■ Task brief
What is needed is every line, exactly as given, from the line containing "Target: stone building facade" through the end of the data below.

Segment Open

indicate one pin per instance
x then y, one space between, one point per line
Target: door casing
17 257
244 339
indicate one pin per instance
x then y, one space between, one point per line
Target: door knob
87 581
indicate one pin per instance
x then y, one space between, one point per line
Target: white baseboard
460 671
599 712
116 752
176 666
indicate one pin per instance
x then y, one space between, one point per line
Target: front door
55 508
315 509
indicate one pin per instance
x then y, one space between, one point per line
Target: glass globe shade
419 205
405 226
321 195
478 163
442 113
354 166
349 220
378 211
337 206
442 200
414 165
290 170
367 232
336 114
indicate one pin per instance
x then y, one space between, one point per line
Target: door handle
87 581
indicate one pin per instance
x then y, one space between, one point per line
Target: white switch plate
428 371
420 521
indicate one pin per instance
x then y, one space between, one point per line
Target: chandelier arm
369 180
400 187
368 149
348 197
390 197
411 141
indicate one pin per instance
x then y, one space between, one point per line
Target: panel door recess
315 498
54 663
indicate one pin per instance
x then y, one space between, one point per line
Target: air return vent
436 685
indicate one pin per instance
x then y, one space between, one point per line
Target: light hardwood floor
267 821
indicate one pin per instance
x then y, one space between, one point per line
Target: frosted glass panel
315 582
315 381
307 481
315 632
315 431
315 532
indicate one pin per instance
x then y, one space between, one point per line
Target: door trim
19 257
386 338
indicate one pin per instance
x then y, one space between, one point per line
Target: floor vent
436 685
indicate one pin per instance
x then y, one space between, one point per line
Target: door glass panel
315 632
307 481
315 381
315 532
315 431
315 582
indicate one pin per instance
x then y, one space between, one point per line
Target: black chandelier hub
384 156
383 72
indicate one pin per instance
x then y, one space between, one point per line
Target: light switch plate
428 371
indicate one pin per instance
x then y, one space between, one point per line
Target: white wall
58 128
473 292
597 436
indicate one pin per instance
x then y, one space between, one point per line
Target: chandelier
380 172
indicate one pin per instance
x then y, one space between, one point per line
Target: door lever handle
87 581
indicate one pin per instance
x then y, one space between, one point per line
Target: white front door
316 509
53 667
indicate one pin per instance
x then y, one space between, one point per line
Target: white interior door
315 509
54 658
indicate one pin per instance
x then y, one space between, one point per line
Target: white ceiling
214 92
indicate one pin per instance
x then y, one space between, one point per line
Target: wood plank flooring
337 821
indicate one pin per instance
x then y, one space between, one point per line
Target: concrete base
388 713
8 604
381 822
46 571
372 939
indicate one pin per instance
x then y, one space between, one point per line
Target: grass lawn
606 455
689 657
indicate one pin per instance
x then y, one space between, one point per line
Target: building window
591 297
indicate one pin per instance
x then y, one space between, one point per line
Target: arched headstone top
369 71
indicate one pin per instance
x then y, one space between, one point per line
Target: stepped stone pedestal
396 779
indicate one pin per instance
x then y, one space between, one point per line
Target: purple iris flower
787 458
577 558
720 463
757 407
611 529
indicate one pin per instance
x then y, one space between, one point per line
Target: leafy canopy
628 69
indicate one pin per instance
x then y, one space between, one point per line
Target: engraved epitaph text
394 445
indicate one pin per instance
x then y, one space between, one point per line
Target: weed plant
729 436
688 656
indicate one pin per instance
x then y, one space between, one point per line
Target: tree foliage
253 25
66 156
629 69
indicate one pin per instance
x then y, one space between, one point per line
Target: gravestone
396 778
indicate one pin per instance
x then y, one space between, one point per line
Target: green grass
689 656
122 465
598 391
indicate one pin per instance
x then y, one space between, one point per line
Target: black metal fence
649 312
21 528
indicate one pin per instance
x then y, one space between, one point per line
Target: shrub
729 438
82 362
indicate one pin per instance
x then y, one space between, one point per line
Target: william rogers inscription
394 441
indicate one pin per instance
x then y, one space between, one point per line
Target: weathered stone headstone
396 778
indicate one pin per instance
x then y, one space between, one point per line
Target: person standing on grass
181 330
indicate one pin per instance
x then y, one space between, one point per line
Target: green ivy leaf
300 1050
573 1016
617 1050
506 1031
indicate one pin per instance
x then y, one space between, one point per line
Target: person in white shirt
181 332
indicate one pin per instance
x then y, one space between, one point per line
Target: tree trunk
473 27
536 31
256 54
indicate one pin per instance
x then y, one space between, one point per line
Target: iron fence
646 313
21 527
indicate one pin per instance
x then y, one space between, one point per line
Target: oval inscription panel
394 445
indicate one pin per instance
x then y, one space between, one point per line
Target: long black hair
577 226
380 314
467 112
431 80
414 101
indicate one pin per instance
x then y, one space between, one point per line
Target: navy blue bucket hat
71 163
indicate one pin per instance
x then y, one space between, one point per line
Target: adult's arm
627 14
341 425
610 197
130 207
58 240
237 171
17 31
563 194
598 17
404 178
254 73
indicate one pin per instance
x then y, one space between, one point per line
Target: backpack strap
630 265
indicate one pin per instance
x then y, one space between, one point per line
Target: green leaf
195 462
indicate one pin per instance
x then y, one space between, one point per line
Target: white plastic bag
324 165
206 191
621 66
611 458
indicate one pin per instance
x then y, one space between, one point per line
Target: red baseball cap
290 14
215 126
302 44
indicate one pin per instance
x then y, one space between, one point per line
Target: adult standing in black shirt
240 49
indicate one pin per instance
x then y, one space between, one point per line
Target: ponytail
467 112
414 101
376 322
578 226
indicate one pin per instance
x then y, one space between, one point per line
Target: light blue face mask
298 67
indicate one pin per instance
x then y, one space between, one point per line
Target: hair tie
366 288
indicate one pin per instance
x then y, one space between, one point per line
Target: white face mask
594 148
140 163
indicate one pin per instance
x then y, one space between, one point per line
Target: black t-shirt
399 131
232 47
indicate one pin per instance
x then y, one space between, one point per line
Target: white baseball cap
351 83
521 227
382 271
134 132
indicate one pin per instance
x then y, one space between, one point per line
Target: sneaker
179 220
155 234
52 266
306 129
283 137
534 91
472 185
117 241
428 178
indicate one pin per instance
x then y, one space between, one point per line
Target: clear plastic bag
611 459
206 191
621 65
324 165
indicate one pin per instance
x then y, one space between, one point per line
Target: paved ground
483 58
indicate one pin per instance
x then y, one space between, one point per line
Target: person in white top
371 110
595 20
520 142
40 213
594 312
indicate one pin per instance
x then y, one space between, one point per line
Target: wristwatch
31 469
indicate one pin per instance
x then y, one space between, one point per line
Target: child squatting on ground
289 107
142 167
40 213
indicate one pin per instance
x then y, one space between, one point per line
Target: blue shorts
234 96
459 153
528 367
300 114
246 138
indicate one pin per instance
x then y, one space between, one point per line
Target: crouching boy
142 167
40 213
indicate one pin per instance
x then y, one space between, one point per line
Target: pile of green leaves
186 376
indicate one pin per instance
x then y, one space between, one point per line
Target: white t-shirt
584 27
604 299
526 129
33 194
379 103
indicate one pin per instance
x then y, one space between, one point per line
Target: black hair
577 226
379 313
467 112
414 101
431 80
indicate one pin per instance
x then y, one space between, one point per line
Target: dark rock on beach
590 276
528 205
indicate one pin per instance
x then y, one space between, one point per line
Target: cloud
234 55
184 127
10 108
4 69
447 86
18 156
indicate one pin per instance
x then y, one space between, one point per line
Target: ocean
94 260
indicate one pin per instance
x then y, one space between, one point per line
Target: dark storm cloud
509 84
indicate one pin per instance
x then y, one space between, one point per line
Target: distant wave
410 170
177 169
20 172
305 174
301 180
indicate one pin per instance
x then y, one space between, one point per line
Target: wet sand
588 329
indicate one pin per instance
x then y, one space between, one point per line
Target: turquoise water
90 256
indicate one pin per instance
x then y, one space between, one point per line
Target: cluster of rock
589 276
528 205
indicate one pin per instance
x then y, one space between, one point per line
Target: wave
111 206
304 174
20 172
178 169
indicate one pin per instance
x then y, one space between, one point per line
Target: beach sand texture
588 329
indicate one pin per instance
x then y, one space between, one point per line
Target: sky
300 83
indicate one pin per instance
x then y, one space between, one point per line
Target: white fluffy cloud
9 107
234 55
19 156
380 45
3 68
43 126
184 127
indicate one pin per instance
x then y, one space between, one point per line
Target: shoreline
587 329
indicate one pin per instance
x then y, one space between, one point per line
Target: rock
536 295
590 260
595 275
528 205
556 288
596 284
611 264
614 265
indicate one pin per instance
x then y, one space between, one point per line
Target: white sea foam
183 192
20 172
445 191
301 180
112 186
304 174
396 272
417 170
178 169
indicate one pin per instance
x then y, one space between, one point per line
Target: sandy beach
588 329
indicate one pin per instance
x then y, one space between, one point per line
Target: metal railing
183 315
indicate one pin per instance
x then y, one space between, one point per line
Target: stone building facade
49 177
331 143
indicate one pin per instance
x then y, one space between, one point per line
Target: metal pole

Segment Closed

■ Task output
Target: stone building facade
49 177
331 143
indicate one pin per instance
x then y, one space between, one point per line
Target: metal pole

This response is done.